What to work on:
Answer these questions using the forum thread about the Powerlines.
1. Which user asks whether the Powerlines are Powerline Kennels?
2. Which user states that they would not buy a dog from them?
3. According to EckoMac, who would be the best source for a reputable bully breeder?

# does anyone know of the Powerlines?



## guudlook

can you explain


----------



## aus_staffy

Are you referring to these guys? Powerline Kennels - pitbulls for sale - pitbull classified ads - sell pitbull pups - find pitbull breeders


----------



## guudlook

yes thanx alot


----------



## pitbullmamanatl

I wouldn't buy a dog from them. They have no idea what they are talking about nor do they have any business breeding.


----------



## guudlook

pitbullmamanatl said:


> I wouldn't buy a dog from them. They have no idea what they are talking about nor do they have any business breeding.


do you mind explaining why you said that please


----------



## EckoMac

If you are looking for a reputable bully breeder your best source would be pitbullmamanatl. If you let her know what you are looking for I'm certain she can point you in the direction of a reputable breeder of quality dogs in your area.

Raw data:

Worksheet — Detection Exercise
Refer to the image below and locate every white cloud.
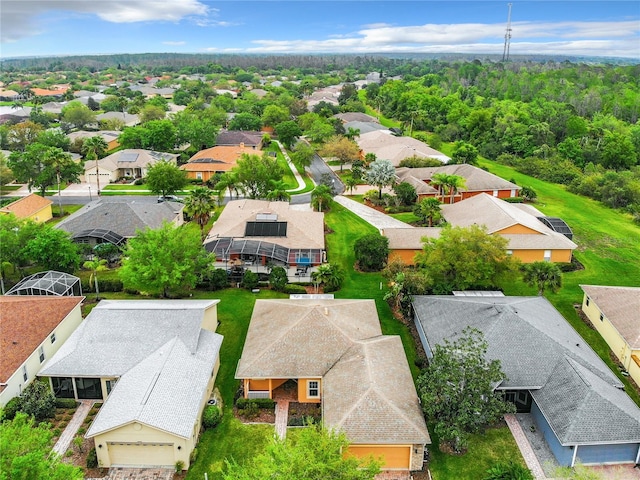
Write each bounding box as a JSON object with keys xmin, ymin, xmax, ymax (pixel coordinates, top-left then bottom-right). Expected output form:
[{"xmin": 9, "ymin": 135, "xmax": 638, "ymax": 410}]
[
  {"xmin": 248, "ymin": 21, "xmax": 640, "ymax": 57},
  {"xmin": 0, "ymin": 0, "xmax": 210, "ymax": 43}
]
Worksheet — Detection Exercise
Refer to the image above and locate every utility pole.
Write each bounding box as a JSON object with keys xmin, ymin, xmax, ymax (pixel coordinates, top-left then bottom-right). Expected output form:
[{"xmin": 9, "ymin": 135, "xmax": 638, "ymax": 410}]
[{"xmin": 502, "ymin": 3, "xmax": 513, "ymax": 62}]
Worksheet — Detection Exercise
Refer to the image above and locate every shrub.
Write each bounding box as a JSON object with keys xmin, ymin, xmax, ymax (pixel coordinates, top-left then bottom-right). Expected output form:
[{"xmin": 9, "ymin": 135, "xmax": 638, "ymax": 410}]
[
  {"xmin": 56, "ymin": 398, "xmax": 78, "ymax": 408},
  {"xmin": 1, "ymin": 397, "xmax": 20, "ymax": 420},
  {"xmin": 483, "ymin": 462, "xmax": 533, "ymax": 480},
  {"xmin": 282, "ymin": 283, "xmax": 307, "ymax": 294},
  {"xmin": 87, "ymin": 447, "xmax": 98, "ymax": 468},
  {"xmin": 202, "ymin": 405, "xmax": 222, "ymax": 430},
  {"xmin": 236, "ymin": 398, "xmax": 276, "ymax": 410}
]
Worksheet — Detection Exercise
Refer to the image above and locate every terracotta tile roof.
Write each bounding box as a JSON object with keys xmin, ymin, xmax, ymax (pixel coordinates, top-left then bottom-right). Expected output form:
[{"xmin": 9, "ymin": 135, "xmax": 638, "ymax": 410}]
[
  {"xmin": 0, "ymin": 295, "xmax": 84, "ymax": 388},
  {"xmin": 0, "ymin": 193, "xmax": 53, "ymax": 218}
]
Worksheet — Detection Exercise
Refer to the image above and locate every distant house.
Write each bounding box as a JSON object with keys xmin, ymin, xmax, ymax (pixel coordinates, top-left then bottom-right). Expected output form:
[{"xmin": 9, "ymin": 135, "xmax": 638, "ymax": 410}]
[
  {"xmin": 396, "ymin": 164, "xmax": 520, "ymax": 203},
  {"xmin": 84, "ymin": 148, "xmax": 178, "ymax": 186},
  {"xmin": 413, "ymin": 295, "xmax": 640, "ymax": 466},
  {"xmin": 180, "ymin": 145, "xmax": 262, "ymax": 182},
  {"xmin": 0, "ymin": 193, "xmax": 53, "ymax": 223},
  {"xmin": 39, "ymin": 300, "xmax": 222, "ymax": 468},
  {"xmin": 442, "ymin": 193, "xmax": 578, "ymax": 263},
  {"xmin": 356, "ymin": 130, "xmax": 451, "ymax": 167},
  {"xmin": 67, "ymin": 130, "xmax": 122, "ymax": 152},
  {"xmin": 204, "ymin": 199, "xmax": 325, "ymax": 271},
  {"xmin": 216, "ymin": 130, "xmax": 264, "ymax": 150},
  {"xmin": 55, "ymin": 199, "xmax": 184, "ymax": 245},
  {"xmin": 0, "ymin": 295, "xmax": 84, "ymax": 407},
  {"xmin": 236, "ymin": 299, "xmax": 431, "ymax": 471},
  {"xmin": 380, "ymin": 193, "xmax": 577, "ymax": 265},
  {"xmin": 580, "ymin": 285, "xmax": 640, "ymax": 385}
]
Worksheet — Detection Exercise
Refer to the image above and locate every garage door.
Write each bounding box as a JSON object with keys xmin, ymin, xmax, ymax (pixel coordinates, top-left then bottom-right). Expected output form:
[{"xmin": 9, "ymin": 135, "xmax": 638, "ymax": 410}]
[
  {"xmin": 108, "ymin": 443, "xmax": 176, "ymax": 466},
  {"xmin": 348, "ymin": 445, "xmax": 411, "ymax": 470}
]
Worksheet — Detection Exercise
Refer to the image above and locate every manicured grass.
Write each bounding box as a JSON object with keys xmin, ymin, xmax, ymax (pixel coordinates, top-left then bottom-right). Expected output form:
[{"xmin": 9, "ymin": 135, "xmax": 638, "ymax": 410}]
[
  {"xmin": 429, "ymin": 426, "xmax": 525, "ymax": 480},
  {"xmin": 325, "ymin": 202, "xmax": 420, "ymax": 378}
]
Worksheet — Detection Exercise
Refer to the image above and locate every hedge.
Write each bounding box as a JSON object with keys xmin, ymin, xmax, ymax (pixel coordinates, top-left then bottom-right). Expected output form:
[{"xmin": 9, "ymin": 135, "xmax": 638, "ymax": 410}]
[{"xmin": 236, "ymin": 398, "xmax": 276, "ymax": 410}]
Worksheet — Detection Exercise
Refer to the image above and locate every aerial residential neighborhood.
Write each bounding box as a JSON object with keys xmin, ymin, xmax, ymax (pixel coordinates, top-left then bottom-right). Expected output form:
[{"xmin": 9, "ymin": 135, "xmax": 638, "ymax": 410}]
[{"xmin": 0, "ymin": 1, "xmax": 640, "ymax": 480}]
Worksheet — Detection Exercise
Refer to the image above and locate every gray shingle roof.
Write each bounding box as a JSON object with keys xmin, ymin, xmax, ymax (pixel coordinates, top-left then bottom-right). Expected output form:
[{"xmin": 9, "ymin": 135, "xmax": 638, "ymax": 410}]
[
  {"xmin": 413, "ymin": 296, "xmax": 640, "ymax": 444},
  {"xmin": 236, "ymin": 300, "xmax": 382, "ymax": 378},
  {"xmin": 86, "ymin": 330, "xmax": 222, "ymax": 438},
  {"xmin": 580, "ymin": 285, "xmax": 640, "ymax": 349},
  {"xmin": 40, "ymin": 300, "xmax": 219, "ymax": 377},
  {"xmin": 323, "ymin": 335, "xmax": 431, "ymax": 444},
  {"xmin": 531, "ymin": 357, "xmax": 640, "ymax": 445},
  {"xmin": 56, "ymin": 200, "xmax": 184, "ymax": 238}
]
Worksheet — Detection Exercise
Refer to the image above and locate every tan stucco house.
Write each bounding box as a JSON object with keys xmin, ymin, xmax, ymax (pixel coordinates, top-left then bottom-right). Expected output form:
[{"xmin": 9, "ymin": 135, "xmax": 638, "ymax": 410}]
[
  {"xmin": 580, "ymin": 285, "xmax": 640, "ymax": 385},
  {"xmin": 0, "ymin": 193, "xmax": 53, "ymax": 223},
  {"xmin": 39, "ymin": 300, "xmax": 222, "ymax": 468},
  {"xmin": 0, "ymin": 295, "xmax": 84, "ymax": 407},
  {"xmin": 236, "ymin": 299, "xmax": 431, "ymax": 471}
]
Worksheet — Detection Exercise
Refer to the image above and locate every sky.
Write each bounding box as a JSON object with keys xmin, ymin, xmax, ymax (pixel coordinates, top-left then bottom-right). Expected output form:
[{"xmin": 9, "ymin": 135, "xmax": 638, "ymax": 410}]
[{"xmin": 0, "ymin": 0, "xmax": 640, "ymax": 60}]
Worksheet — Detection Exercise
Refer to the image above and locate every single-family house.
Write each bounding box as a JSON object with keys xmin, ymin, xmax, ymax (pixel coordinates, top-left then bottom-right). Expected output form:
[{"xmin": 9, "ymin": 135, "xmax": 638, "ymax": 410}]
[
  {"xmin": 356, "ymin": 130, "xmax": 451, "ymax": 167},
  {"xmin": 55, "ymin": 199, "xmax": 184, "ymax": 245},
  {"xmin": 413, "ymin": 295, "xmax": 640, "ymax": 466},
  {"xmin": 442, "ymin": 193, "xmax": 577, "ymax": 263},
  {"xmin": 0, "ymin": 295, "xmax": 84, "ymax": 407},
  {"xmin": 216, "ymin": 130, "xmax": 264, "ymax": 149},
  {"xmin": 236, "ymin": 299, "xmax": 431, "ymax": 471},
  {"xmin": 180, "ymin": 144, "xmax": 262, "ymax": 182},
  {"xmin": 0, "ymin": 193, "xmax": 53, "ymax": 223},
  {"xmin": 67, "ymin": 130, "xmax": 122, "ymax": 151},
  {"xmin": 396, "ymin": 164, "xmax": 520, "ymax": 203},
  {"xmin": 39, "ymin": 300, "xmax": 222, "ymax": 468},
  {"xmin": 84, "ymin": 148, "xmax": 178, "ymax": 186},
  {"xmin": 204, "ymin": 199, "xmax": 326, "ymax": 273},
  {"xmin": 580, "ymin": 285, "xmax": 640, "ymax": 385}
]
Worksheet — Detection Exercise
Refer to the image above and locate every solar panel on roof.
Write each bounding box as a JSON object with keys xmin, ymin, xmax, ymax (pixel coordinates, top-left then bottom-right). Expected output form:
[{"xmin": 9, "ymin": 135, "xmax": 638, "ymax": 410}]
[
  {"xmin": 244, "ymin": 221, "xmax": 287, "ymax": 237},
  {"xmin": 118, "ymin": 152, "xmax": 139, "ymax": 162}
]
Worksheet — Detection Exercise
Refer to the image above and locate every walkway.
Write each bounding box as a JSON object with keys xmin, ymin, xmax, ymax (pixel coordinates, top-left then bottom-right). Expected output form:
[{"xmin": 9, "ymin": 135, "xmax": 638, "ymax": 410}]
[
  {"xmin": 276, "ymin": 399, "xmax": 289, "ymax": 440},
  {"xmin": 504, "ymin": 415, "xmax": 547, "ymax": 479},
  {"xmin": 53, "ymin": 400, "xmax": 96, "ymax": 456},
  {"xmin": 333, "ymin": 195, "xmax": 413, "ymax": 230}
]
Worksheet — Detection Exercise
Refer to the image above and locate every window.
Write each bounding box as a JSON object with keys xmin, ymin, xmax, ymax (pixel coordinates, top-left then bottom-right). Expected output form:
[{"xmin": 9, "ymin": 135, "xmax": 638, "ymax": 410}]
[{"xmin": 307, "ymin": 380, "xmax": 320, "ymax": 398}]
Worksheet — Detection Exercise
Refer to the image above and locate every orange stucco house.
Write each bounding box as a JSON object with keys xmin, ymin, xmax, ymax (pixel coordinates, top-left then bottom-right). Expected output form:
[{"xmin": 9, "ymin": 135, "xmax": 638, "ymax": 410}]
[
  {"xmin": 236, "ymin": 299, "xmax": 431, "ymax": 471},
  {"xmin": 396, "ymin": 164, "xmax": 520, "ymax": 203},
  {"xmin": 381, "ymin": 193, "xmax": 577, "ymax": 265},
  {"xmin": 0, "ymin": 193, "xmax": 53, "ymax": 223}
]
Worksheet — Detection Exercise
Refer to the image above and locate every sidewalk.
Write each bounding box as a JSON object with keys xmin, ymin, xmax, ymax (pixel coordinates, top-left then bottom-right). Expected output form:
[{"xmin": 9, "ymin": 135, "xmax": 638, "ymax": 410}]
[
  {"xmin": 272, "ymin": 140, "xmax": 306, "ymax": 193},
  {"xmin": 333, "ymin": 195, "xmax": 413, "ymax": 230}
]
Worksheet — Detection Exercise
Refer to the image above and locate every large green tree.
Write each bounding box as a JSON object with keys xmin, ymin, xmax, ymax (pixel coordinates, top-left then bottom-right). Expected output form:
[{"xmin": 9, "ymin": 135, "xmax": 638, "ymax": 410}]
[
  {"xmin": 145, "ymin": 160, "xmax": 188, "ymax": 197},
  {"xmin": 0, "ymin": 412, "xmax": 84, "ymax": 480},
  {"xmin": 417, "ymin": 327, "xmax": 515, "ymax": 453},
  {"xmin": 119, "ymin": 223, "xmax": 215, "ymax": 297},
  {"xmin": 223, "ymin": 425, "xmax": 380, "ymax": 480},
  {"xmin": 416, "ymin": 225, "xmax": 517, "ymax": 293}
]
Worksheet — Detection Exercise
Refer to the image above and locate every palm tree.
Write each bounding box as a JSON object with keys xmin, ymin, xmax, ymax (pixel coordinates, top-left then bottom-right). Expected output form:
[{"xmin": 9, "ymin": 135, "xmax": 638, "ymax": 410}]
[
  {"xmin": 82, "ymin": 258, "xmax": 109, "ymax": 302},
  {"xmin": 184, "ymin": 187, "xmax": 216, "ymax": 240},
  {"xmin": 82, "ymin": 135, "xmax": 109, "ymax": 195},
  {"xmin": 445, "ymin": 175, "xmax": 467, "ymax": 204},
  {"xmin": 522, "ymin": 262, "xmax": 562, "ymax": 295},
  {"xmin": 311, "ymin": 185, "xmax": 331, "ymax": 212},
  {"xmin": 430, "ymin": 173, "xmax": 449, "ymax": 202},
  {"xmin": 267, "ymin": 180, "xmax": 291, "ymax": 202}
]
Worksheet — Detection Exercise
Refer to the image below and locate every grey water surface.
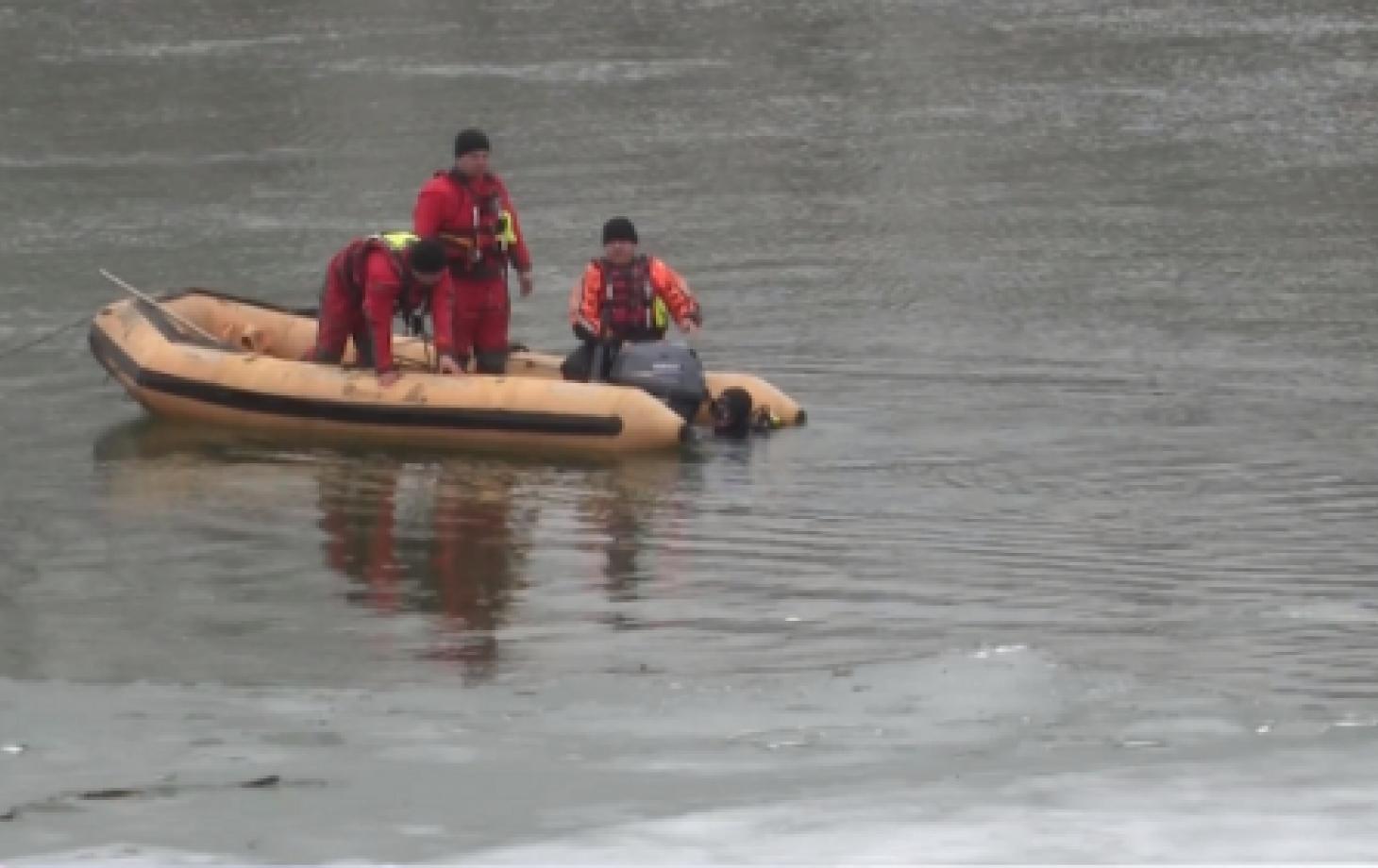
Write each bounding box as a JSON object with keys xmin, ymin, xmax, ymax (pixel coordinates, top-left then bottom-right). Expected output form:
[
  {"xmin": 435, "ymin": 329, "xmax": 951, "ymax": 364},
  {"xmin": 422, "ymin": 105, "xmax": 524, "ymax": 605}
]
[{"xmin": 0, "ymin": 0, "xmax": 1378, "ymax": 864}]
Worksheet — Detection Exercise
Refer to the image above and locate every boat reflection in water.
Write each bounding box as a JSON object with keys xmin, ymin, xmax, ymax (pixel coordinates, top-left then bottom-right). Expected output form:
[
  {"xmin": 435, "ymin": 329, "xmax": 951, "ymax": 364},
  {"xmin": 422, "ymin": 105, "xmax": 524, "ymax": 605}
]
[{"xmin": 95, "ymin": 417, "xmax": 698, "ymax": 683}]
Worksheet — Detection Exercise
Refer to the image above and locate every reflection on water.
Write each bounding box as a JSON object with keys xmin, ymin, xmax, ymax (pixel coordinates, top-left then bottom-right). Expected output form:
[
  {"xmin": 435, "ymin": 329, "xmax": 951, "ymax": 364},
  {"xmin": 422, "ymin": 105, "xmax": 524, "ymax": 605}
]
[
  {"xmin": 315, "ymin": 458, "xmax": 536, "ymax": 677},
  {"xmin": 95, "ymin": 417, "xmax": 696, "ymax": 683}
]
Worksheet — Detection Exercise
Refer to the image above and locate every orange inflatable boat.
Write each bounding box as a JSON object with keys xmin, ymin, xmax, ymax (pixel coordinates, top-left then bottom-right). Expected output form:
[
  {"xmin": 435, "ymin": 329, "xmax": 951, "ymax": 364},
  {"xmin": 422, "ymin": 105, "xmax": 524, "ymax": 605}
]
[{"xmin": 90, "ymin": 290, "xmax": 805, "ymax": 453}]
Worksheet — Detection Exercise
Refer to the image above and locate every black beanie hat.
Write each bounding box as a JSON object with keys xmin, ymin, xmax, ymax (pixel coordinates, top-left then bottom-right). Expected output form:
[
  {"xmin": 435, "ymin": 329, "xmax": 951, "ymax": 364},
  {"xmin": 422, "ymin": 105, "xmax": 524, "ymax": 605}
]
[
  {"xmin": 407, "ymin": 239, "xmax": 445, "ymax": 275},
  {"xmin": 455, "ymin": 126, "xmax": 492, "ymax": 157},
  {"xmin": 603, "ymin": 218, "xmax": 637, "ymax": 243}
]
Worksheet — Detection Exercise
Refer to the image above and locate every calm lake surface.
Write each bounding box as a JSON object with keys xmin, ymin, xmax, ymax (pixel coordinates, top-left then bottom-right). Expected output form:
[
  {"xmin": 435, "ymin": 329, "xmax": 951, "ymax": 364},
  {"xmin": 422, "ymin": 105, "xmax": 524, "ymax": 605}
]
[{"xmin": 0, "ymin": 0, "xmax": 1378, "ymax": 864}]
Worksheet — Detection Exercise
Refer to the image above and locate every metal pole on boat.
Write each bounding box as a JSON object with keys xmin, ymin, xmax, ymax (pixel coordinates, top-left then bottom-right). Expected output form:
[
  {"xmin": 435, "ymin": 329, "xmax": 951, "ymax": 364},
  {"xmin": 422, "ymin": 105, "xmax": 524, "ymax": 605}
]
[{"xmin": 99, "ymin": 269, "xmax": 225, "ymax": 344}]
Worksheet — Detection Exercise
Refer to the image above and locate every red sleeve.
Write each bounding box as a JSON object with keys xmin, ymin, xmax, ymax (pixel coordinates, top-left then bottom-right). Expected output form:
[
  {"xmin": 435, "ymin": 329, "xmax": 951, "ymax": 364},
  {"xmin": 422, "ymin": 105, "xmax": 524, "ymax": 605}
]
[
  {"xmin": 569, "ymin": 261, "xmax": 602, "ymax": 335},
  {"xmin": 412, "ymin": 177, "xmax": 450, "ymax": 239},
  {"xmin": 494, "ymin": 176, "xmax": 530, "ymax": 273},
  {"xmin": 363, "ymin": 249, "xmax": 402, "ymax": 374},
  {"xmin": 649, "ymin": 257, "xmax": 698, "ymax": 328},
  {"xmin": 431, "ymin": 273, "xmax": 455, "ymax": 356}
]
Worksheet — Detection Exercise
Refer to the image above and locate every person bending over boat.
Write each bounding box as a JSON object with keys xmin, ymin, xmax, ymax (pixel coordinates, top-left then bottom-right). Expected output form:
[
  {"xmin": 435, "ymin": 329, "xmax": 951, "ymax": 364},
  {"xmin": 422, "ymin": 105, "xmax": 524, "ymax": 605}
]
[
  {"xmin": 306, "ymin": 231, "xmax": 462, "ymax": 387},
  {"xmin": 412, "ymin": 128, "xmax": 533, "ymax": 374},
  {"xmin": 560, "ymin": 216, "xmax": 703, "ymax": 380}
]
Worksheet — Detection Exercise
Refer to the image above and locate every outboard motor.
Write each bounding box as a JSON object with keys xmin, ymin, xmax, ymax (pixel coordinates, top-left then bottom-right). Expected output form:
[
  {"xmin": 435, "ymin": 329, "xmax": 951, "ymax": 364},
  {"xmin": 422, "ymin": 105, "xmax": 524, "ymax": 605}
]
[{"xmin": 608, "ymin": 341, "xmax": 708, "ymax": 422}]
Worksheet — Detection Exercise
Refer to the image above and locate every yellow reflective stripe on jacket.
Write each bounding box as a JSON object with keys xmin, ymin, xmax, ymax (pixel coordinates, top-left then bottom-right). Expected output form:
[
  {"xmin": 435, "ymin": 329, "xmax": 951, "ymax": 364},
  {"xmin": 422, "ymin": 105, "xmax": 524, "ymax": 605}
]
[{"xmin": 374, "ymin": 228, "xmax": 420, "ymax": 252}]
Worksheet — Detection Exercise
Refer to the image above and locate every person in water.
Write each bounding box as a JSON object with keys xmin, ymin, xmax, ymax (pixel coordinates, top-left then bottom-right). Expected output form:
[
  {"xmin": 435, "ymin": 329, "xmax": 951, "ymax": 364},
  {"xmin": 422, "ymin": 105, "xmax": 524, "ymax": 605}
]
[
  {"xmin": 560, "ymin": 216, "xmax": 703, "ymax": 380},
  {"xmin": 306, "ymin": 231, "xmax": 461, "ymax": 387}
]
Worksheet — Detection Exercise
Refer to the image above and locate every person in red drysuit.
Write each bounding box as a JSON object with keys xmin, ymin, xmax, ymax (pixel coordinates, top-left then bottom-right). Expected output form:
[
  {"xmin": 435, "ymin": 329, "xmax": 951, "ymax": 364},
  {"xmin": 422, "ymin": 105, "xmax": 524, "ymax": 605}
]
[
  {"xmin": 306, "ymin": 231, "xmax": 462, "ymax": 387},
  {"xmin": 412, "ymin": 128, "xmax": 533, "ymax": 374}
]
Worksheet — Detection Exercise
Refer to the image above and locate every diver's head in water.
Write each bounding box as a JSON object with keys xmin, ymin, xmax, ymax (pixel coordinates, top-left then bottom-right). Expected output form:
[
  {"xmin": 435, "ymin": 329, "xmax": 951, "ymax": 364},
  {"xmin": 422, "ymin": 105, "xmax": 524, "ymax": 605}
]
[{"xmin": 711, "ymin": 386, "xmax": 751, "ymax": 437}]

Task response:
1. aus_staffy
2. pitbullmamanatl
3. pitbullmamanatl